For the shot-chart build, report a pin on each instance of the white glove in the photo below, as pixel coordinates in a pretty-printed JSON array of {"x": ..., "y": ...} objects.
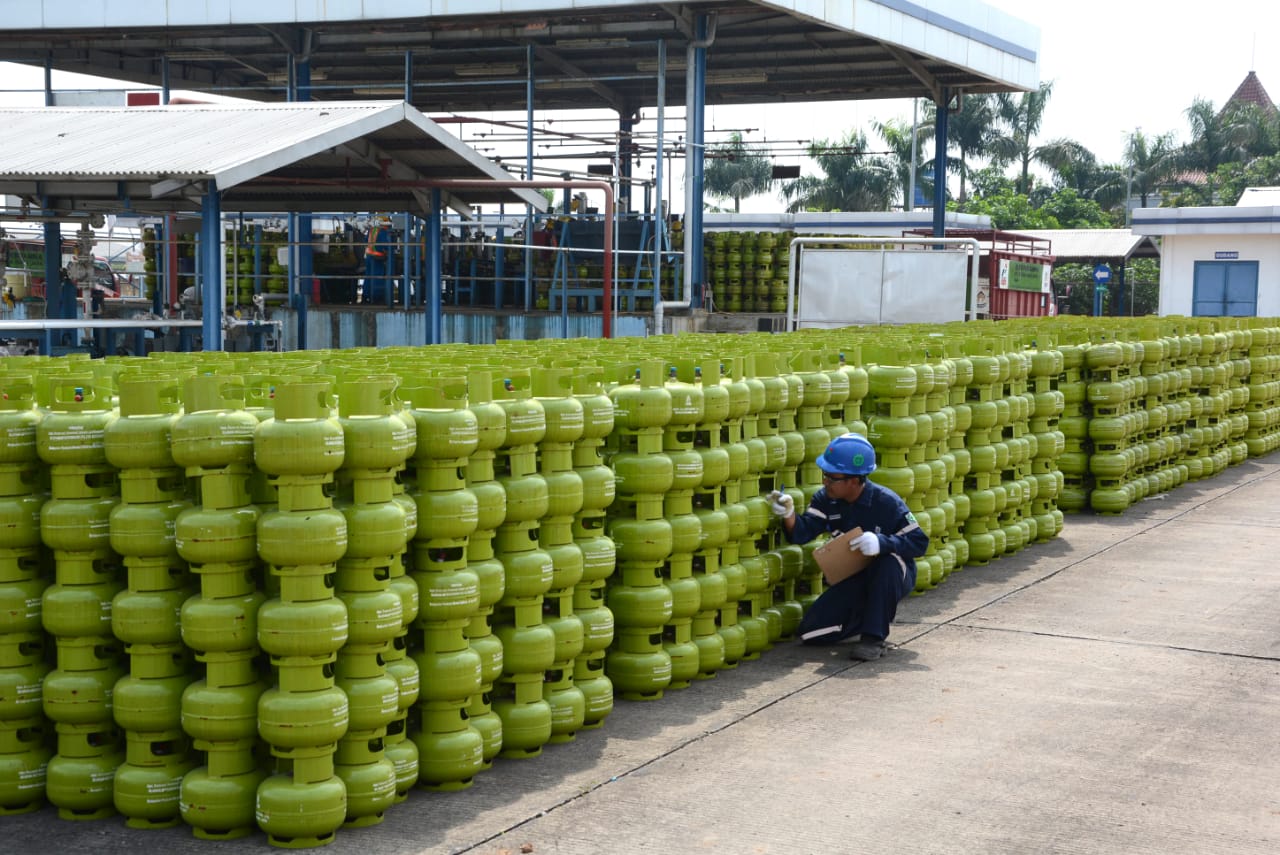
[{"x": 865, "y": 543}]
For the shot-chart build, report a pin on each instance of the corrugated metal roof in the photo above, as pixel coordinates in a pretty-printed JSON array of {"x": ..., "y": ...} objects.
[
  {"x": 332, "y": 156},
  {"x": 1095, "y": 245},
  {"x": 472, "y": 55}
]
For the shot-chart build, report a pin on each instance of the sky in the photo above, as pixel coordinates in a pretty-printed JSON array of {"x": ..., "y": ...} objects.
[{"x": 1116, "y": 65}]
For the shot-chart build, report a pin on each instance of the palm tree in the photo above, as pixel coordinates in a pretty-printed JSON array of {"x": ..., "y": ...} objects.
[
  {"x": 736, "y": 170},
  {"x": 1150, "y": 163},
  {"x": 972, "y": 133},
  {"x": 896, "y": 135},
  {"x": 853, "y": 181},
  {"x": 1077, "y": 168},
  {"x": 1023, "y": 114}
]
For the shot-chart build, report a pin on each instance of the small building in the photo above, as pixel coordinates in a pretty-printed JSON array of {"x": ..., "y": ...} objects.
[{"x": 1219, "y": 261}]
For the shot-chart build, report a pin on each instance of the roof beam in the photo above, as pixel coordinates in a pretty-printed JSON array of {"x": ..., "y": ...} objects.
[
  {"x": 611, "y": 96},
  {"x": 918, "y": 71}
]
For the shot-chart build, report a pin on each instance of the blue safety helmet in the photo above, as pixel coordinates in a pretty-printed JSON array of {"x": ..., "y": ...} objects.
[{"x": 848, "y": 455}]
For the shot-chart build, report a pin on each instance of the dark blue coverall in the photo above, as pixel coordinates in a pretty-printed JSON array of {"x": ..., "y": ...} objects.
[{"x": 867, "y": 602}]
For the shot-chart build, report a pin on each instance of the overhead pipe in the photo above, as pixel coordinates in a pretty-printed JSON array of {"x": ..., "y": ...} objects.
[
  {"x": 540, "y": 183},
  {"x": 501, "y": 183},
  {"x": 659, "y": 220}
]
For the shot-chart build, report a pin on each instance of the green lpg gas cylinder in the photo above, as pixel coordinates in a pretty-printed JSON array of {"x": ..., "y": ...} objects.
[
  {"x": 373, "y": 695},
  {"x": 147, "y": 785},
  {"x": 310, "y": 623},
  {"x": 302, "y": 438},
  {"x": 565, "y": 414},
  {"x": 369, "y": 778},
  {"x": 150, "y": 696},
  {"x": 73, "y": 431},
  {"x": 451, "y": 751},
  {"x": 641, "y": 540},
  {"x": 446, "y": 428},
  {"x": 526, "y": 419},
  {"x": 298, "y": 812},
  {"x": 24, "y": 754},
  {"x": 223, "y": 707},
  {"x": 18, "y": 419},
  {"x": 80, "y": 777},
  {"x": 141, "y": 438},
  {"x": 225, "y": 616},
  {"x": 375, "y": 434},
  {"x": 19, "y": 521},
  {"x": 214, "y": 429},
  {"x": 640, "y": 399},
  {"x": 304, "y": 711}
]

§

*Required action:* The lines to reproduce run from the one that contains "of the blue" through the last line above; copy them exactly.

*Solution below:*
For the shot-chart build, report a pin on each instance of the blue safety helmet in the photo above, as pixel coordinates in a pretty-printed JSON array of {"x": ..., "y": ...} objects.
[{"x": 848, "y": 455}]
For the shot-chart build, report a pin on each instance of the dark blue coverall in the photo above, as pixel coordinates in a pretty-printed JSON array of {"x": ..., "y": ...} objects.
[{"x": 867, "y": 602}]
For the shot-chart build, report a pin on each instance of the overhead pipe in the photo above, as pixel coordinates in a pretty-printed JSON array of {"x": ..., "y": ...} objects.
[
  {"x": 540, "y": 183},
  {"x": 501, "y": 183},
  {"x": 659, "y": 220}
]
For the shot-chart build, report a pin on each instance of the green lpg gas cylinder in the photo above, as pixel coordinates in a pretty-printed JSON array of {"x": ..., "y": ...} objects.
[
  {"x": 373, "y": 695},
  {"x": 147, "y": 785},
  {"x": 310, "y": 623},
  {"x": 302, "y": 438},
  {"x": 565, "y": 414},
  {"x": 369, "y": 778},
  {"x": 150, "y": 696},
  {"x": 73, "y": 431},
  {"x": 451, "y": 751},
  {"x": 641, "y": 540},
  {"x": 446, "y": 428},
  {"x": 526, "y": 419},
  {"x": 298, "y": 812},
  {"x": 24, "y": 754},
  {"x": 223, "y": 707},
  {"x": 18, "y": 419},
  {"x": 80, "y": 777},
  {"x": 141, "y": 438},
  {"x": 225, "y": 616},
  {"x": 375, "y": 434},
  {"x": 19, "y": 521},
  {"x": 214, "y": 429},
  {"x": 640, "y": 399},
  {"x": 304, "y": 711}
]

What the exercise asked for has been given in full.